Pick out every line of the records below that contains the string "Write", copying each such line in full. Treat uppercase and lowercase as different.

* **Data provided**
= = =
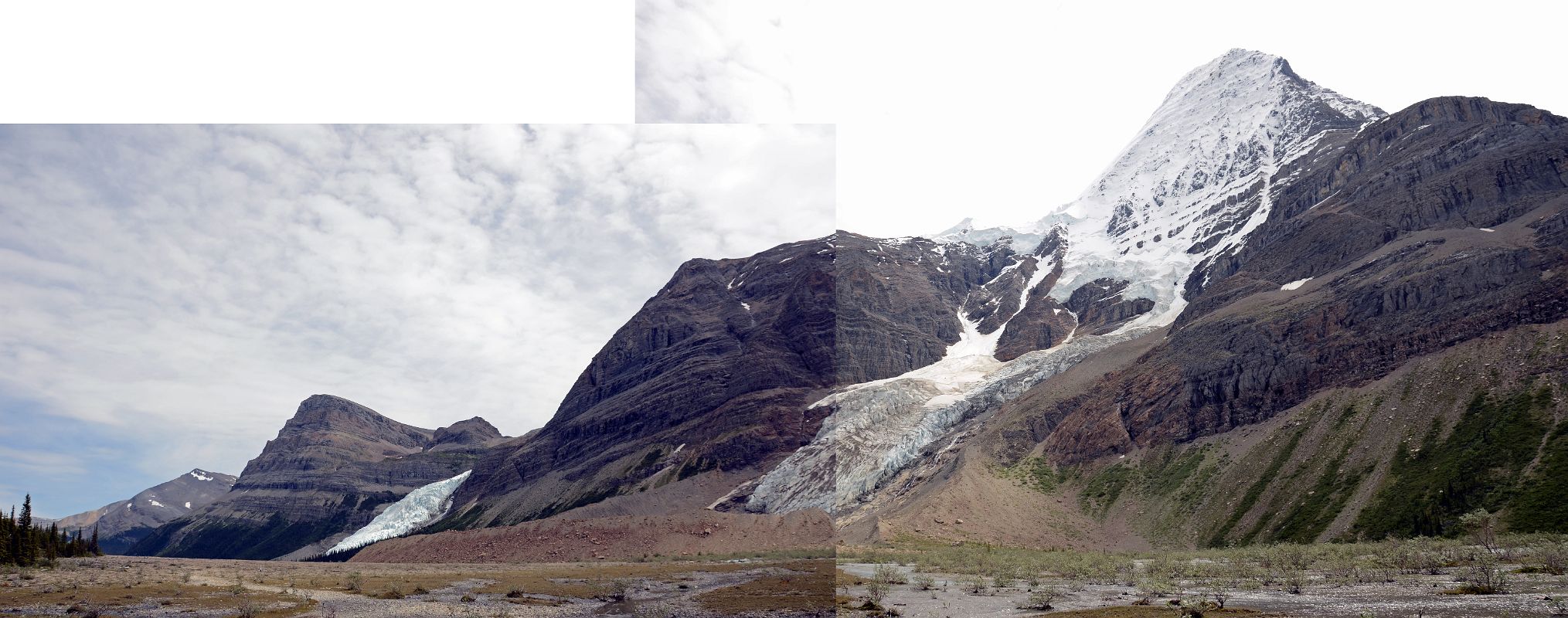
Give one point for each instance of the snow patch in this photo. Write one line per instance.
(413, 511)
= = =
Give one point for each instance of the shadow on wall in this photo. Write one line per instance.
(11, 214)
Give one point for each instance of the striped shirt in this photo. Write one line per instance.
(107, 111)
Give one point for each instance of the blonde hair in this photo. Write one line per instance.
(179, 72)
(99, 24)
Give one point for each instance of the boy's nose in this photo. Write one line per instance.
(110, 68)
= = =
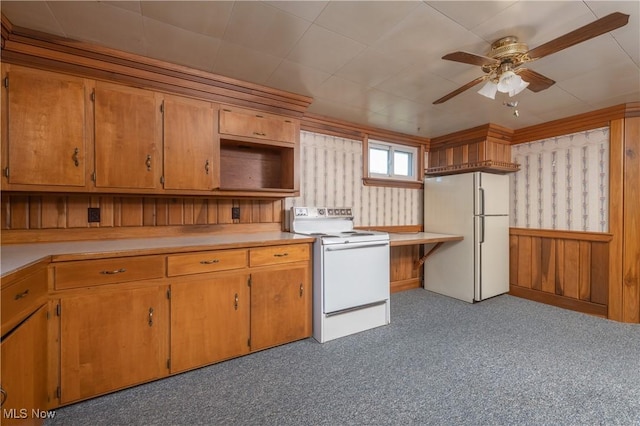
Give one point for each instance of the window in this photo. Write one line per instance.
= = =
* **Response to the task**
Give one point for each instance of the snow patch in this photo. Write one line per instance.
Give one point for each instance of the shadow on wall in this photo. Write one line per instance.
Give one point for each instance of the striped shirt in this photo. Write one line per instance.
Give one point for each instance of the blonde hair in this photo. Write one line per instance.
Give one point for each instance of the boy's nose in this photo. Write one line per instance.
Give one point for each instance of the window in this photo. Write one line per instance.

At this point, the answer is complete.